Records for the task
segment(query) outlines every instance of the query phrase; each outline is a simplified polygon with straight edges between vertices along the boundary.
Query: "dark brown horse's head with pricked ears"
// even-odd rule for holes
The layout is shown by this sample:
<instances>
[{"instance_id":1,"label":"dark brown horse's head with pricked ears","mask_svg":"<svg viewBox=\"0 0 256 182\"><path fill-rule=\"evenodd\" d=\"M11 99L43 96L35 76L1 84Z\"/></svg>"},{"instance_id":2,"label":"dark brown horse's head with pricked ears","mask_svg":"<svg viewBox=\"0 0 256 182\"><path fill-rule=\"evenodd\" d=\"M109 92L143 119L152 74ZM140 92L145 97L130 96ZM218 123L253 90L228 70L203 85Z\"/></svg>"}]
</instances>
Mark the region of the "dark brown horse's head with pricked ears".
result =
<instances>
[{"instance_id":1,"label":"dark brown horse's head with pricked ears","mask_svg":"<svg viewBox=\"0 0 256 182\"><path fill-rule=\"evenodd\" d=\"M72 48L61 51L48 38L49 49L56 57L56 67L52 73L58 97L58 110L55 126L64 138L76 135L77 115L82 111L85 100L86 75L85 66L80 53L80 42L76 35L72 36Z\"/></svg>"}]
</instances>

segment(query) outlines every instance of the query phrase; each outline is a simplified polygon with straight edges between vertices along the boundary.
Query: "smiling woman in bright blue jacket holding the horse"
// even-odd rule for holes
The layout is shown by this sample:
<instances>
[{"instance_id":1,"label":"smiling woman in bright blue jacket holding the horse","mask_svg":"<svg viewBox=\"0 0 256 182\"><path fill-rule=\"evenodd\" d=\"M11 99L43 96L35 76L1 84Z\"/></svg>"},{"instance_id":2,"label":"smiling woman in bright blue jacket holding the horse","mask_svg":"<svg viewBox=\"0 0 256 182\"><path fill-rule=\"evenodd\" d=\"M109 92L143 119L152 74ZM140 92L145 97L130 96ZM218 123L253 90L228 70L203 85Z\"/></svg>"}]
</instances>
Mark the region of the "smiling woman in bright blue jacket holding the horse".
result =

About this task
Look over the material and return every line where the word "Mark" is found.

Result of the task
Mark the region of the "dark brown horse's head with pricked ears".
Mark the region of the "smiling woman in bright blue jacket holding the horse".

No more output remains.